(Referring expression data)
>>>
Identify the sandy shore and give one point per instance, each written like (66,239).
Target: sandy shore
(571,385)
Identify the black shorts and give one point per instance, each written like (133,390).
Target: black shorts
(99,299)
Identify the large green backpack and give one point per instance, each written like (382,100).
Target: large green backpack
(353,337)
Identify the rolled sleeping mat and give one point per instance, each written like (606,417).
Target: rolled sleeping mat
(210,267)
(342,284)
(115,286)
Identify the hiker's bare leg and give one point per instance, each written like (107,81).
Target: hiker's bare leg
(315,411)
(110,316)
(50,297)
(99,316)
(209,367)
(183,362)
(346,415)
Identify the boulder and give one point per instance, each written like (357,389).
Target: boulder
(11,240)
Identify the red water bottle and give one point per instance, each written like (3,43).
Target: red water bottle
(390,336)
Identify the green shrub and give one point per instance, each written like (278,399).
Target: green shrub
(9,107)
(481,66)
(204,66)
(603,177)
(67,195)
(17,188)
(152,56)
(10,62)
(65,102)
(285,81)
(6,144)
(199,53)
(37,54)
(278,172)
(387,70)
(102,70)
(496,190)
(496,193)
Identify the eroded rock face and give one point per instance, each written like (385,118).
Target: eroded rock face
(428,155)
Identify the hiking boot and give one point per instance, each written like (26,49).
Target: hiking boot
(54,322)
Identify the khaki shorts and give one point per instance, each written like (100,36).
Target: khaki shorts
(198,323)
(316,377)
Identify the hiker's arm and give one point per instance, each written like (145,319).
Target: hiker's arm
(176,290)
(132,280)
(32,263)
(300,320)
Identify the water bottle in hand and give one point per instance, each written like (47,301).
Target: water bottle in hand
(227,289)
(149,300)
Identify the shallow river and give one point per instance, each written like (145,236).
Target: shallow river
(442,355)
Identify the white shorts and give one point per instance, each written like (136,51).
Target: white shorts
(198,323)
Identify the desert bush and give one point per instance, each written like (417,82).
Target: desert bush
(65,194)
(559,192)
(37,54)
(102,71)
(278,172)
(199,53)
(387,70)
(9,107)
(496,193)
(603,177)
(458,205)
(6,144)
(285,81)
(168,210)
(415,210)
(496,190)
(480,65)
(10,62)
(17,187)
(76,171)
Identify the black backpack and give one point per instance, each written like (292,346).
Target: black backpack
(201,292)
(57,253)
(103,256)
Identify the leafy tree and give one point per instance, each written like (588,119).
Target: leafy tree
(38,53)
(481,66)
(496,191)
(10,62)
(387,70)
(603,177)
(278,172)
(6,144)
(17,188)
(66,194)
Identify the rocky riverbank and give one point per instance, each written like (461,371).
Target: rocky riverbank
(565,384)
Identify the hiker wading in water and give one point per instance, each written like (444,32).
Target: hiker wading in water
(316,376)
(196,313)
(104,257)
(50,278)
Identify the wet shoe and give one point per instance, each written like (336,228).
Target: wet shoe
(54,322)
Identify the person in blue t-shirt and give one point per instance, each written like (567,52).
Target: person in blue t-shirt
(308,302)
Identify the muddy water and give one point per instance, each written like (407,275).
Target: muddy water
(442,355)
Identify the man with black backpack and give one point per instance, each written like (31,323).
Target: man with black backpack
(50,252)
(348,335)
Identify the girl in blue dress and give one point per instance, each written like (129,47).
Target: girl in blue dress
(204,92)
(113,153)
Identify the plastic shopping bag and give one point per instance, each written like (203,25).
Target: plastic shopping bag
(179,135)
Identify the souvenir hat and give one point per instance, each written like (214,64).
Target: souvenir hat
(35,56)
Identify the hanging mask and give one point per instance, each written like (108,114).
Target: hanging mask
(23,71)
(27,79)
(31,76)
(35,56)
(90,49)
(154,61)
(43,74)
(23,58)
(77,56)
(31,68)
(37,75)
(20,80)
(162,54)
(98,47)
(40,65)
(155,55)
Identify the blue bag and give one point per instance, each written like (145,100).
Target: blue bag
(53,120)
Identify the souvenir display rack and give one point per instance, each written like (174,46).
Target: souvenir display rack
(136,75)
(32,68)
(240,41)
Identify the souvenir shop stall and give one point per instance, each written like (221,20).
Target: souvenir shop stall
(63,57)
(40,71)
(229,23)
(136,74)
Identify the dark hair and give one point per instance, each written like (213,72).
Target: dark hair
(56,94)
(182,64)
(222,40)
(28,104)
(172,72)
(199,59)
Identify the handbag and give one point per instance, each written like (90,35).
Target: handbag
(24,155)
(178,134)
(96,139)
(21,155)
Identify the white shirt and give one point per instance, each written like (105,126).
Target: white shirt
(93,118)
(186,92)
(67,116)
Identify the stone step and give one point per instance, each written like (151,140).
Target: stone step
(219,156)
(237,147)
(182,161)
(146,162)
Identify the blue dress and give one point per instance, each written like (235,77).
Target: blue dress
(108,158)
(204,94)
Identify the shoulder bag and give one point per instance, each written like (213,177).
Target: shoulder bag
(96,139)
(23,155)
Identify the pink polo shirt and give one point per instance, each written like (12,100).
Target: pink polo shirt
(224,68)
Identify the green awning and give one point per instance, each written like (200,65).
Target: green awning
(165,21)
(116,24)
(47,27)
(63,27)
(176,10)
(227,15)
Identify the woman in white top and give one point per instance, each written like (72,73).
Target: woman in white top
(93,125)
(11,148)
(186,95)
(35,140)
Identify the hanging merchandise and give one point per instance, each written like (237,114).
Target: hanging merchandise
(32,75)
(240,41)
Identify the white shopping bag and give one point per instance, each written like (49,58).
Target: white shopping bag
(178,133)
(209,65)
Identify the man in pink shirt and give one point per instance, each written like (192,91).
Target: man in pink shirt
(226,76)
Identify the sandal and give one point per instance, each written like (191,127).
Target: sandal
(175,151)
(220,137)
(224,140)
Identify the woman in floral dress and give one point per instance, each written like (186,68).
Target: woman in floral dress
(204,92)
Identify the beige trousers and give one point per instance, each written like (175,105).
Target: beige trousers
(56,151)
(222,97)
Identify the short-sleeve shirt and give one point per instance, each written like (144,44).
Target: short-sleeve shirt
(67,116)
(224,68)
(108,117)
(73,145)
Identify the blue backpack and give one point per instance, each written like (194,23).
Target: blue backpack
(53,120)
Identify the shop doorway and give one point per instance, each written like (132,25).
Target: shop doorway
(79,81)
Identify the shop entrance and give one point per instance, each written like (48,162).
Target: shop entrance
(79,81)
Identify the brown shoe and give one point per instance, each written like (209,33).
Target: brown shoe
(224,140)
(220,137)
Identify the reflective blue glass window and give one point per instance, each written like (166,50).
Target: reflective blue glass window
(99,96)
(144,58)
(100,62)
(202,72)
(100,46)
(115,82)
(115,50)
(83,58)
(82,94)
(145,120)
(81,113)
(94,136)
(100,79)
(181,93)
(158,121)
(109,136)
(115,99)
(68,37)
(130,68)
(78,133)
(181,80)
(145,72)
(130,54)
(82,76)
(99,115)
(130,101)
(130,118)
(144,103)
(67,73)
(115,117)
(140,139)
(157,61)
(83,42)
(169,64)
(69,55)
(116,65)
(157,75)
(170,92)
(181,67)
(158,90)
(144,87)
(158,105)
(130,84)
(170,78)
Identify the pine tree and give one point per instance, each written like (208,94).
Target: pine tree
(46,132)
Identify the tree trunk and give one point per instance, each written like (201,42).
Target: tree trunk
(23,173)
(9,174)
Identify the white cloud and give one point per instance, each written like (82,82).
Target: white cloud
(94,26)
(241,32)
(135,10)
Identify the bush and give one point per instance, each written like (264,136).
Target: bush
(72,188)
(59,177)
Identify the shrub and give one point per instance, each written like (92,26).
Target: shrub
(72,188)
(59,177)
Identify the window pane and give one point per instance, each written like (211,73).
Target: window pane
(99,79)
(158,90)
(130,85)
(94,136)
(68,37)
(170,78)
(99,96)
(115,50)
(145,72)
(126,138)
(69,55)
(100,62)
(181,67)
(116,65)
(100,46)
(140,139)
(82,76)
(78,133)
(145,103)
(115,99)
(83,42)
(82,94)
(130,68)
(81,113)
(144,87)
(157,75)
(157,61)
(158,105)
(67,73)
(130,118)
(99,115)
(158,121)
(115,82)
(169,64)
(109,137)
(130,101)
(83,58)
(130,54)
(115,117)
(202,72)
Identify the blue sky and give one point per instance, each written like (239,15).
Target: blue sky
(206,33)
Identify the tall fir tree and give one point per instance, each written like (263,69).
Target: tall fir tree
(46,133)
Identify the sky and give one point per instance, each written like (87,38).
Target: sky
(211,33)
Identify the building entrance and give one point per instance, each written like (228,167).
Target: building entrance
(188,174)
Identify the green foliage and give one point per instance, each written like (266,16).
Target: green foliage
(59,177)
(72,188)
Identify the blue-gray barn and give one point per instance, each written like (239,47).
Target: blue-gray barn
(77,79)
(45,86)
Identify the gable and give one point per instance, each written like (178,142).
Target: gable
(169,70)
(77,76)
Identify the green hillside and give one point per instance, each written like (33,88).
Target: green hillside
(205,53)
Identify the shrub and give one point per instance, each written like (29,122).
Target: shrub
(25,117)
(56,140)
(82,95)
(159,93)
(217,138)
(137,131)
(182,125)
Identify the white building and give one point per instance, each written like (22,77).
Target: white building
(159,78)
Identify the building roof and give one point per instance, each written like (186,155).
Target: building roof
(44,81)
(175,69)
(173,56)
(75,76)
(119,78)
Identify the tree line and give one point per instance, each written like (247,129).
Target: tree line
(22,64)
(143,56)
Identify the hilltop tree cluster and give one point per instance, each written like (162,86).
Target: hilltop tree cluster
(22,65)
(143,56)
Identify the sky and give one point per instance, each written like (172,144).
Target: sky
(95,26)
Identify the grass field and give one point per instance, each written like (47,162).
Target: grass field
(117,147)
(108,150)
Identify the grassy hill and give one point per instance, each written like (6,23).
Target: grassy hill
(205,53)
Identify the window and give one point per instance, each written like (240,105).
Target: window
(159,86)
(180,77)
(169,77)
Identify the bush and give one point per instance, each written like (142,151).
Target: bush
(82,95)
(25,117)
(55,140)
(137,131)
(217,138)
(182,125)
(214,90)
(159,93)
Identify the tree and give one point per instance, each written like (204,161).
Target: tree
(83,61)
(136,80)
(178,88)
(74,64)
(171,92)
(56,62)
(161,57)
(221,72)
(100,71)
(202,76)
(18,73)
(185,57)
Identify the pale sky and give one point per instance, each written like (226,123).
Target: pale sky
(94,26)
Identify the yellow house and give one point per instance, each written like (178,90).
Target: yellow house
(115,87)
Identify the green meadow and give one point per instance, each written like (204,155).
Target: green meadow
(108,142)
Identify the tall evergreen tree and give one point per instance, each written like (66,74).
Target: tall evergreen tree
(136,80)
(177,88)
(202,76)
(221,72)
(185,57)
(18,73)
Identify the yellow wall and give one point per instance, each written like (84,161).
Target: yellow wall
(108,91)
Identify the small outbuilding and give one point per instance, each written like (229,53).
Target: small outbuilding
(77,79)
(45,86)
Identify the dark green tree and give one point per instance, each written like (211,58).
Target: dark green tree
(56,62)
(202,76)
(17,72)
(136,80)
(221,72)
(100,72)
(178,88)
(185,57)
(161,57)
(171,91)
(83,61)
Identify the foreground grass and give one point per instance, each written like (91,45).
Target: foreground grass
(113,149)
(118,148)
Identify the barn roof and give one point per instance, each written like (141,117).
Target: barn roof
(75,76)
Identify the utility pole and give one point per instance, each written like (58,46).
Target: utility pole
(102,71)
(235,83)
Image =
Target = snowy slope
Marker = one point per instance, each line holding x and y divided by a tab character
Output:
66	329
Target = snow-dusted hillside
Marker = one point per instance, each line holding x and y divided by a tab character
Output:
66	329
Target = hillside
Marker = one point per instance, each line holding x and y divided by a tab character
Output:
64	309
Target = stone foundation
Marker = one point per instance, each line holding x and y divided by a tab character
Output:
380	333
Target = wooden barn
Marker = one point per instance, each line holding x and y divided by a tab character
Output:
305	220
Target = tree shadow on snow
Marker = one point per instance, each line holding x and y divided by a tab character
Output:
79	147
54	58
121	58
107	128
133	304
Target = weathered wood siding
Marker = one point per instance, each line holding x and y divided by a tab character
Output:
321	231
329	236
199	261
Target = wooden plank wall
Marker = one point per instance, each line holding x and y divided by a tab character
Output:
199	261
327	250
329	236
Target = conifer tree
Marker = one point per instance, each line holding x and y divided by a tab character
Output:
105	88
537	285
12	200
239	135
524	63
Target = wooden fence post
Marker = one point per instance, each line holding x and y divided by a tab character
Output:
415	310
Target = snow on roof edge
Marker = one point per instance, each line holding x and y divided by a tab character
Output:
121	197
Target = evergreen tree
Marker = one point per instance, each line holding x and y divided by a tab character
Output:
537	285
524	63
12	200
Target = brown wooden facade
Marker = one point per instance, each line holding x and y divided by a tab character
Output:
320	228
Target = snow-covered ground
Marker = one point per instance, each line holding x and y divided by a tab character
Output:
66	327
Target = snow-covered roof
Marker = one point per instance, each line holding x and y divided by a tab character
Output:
<<<
(What you need to do):
In the entries above, the lines from the one bearing "Identify the utility" up to and including the one bearing "Target = hillside" should be transcribed exactly; no other line is wanted.

(Answer section):
Identify the utility pole and give one point per instance, each written like (58,46).
Target: utility pole
(102,71)
(235,83)
Image =
Target = snowy slope
Marker = one point per instance, each line holding x and y divided by a tab character
Output:
66	329
Target = snow-dusted hillside
Marker = one point per instance, each line holding x and y divided by a tab character
Output:
66	329
Target = hillside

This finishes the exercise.